** Start Entries provided **

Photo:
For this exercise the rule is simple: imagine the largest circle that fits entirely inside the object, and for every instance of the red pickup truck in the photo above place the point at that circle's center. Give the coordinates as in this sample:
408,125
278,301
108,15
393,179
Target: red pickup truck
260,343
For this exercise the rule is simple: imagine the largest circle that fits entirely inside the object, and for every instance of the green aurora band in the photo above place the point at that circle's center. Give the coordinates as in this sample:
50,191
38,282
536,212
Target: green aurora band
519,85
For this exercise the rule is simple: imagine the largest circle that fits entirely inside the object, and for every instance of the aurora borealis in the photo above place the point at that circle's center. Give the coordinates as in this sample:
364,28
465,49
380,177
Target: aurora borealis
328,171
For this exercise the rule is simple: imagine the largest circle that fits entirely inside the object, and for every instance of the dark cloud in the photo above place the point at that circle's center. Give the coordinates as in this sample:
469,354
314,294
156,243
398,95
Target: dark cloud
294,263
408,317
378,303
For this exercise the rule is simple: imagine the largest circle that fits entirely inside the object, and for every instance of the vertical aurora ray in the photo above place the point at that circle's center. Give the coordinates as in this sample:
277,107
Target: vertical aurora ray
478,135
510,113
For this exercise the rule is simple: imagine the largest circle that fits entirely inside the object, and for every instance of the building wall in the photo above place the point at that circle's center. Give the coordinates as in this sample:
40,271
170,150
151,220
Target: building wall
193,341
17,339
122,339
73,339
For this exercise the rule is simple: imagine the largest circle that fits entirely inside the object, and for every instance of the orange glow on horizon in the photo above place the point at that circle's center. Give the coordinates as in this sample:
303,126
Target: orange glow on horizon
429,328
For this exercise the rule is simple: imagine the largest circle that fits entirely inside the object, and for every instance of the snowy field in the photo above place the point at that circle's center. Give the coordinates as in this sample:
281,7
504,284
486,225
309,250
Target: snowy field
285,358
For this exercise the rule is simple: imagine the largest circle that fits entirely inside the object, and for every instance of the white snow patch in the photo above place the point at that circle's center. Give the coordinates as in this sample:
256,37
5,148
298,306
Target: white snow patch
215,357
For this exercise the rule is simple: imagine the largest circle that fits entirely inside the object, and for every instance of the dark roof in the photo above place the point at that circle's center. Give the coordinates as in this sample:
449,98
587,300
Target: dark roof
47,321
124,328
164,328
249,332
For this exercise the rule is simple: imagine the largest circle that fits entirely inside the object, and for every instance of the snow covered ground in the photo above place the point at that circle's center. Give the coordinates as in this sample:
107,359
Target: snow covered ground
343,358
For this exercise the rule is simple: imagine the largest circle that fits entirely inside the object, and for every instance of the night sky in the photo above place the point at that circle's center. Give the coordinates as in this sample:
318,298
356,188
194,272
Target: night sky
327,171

** End Entries provided **

# [Objective]
Return each entry from above without altering a single character.

# [The output]
Photo:
For this exercise the rule is simple: imagine the largest circle that fits entirely inside the object, and for every instance of the red pickup truck in the photo above place the point at that circle's center. Give the coordinates as in this sample:
408,125
278,301
108,15
393,179
Target: red pickup truck
260,343
For this exercise the rule is simple: imagine the largest circle that fits entirely inside the object, and for every instance of the green aurora band in the photo above place the point at that circle's center. Give the coordinates as in this sample:
50,191
38,282
536,212
Target: green aurora band
519,85
For this exercise the rule is simple: imagine the largest circle that fits entirely inside the object, and for every instance of the aurora borealis in the photo above place the point at that circle's center. Give the coordinates as in this sample:
364,28
465,49
380,177
Target: aurora borealis
328,171
For this exercise the rule is simple: imagine the largest circle that fits entirely inside the object, and for every instance of the dark cloud in the photo above place the point at that circle's center. Give the coordinates as in this sample:
469,354
314,294
156,243
398,95
Target: dark cloud
294,263
408,317
378,303
For this exercise the rule is simple: imagine the largest circle that fits entirely inside the object, and for every instance of the vertical aurora ray in the photo above place the point at that circle's center. Give the coordinates as in this sample:
277,107
Target: vertical aurora ray
478,135
510,113
For this exercise the rule is simple: imagine the largest circle that fits entirely inside the object, and for every instance of the building wall in the photo above place the point at that circle's center. Give the coordinates as in this sample:
40,271
170,150
151,220
Target: building wall
193,341
17,339
122,339
73,339
For this exercise the rule is simple: imagine the largest circle that fits entirely inside the object, and for every instance of the orange glow on horizon in the photo above place the point at that circle's center. Give the coordinates as in this sample:
303,126
Target: orange glow on horizon
429,328
For this exercise the rule is simple: imagine the largest circle that fits entirely inside the object, and for every instance of the snowy field in the photo above place the point at that circle's center. Give the coordinates as in this sample:
281,7
504,284
486,225
309,250
Target: snowy field
285,358
For this exercise the rule is simple: imagine the largest circle that fits entirely inside the object, and for every instance of the white snow patch in the photo above place the point at that circle's center. Give the coordinates as in this sample:
256,37
5,148
298,306
Target: white snow patch
215,357
For this exercise the rule is simple: imagine the largest circle that fits entirely inside the object, and for every instance of the dark roof in the photo above place the point at that circle's center. Give the coordinates as in this sample:
449,98
587,300
Target: dark roof
47,321
124,328
164,328
249,332
For this exercise the rule is simple: imagine the largest circle that fits entirely inside the object, and for every instance of the snow covered ground in the photo above place the point at that circle's center. Give the coordinates as in this sample:
107,359
Target: snow covered ground
343,358
For this exercise the rule is simple: imagine the largest circle that fits entirely inside the object, and for every instance of the night sky in the photo above place the point at that circle's center. Give the coordinates as in this sample:
318,298
356,188
194,272
Target: night sky
327,171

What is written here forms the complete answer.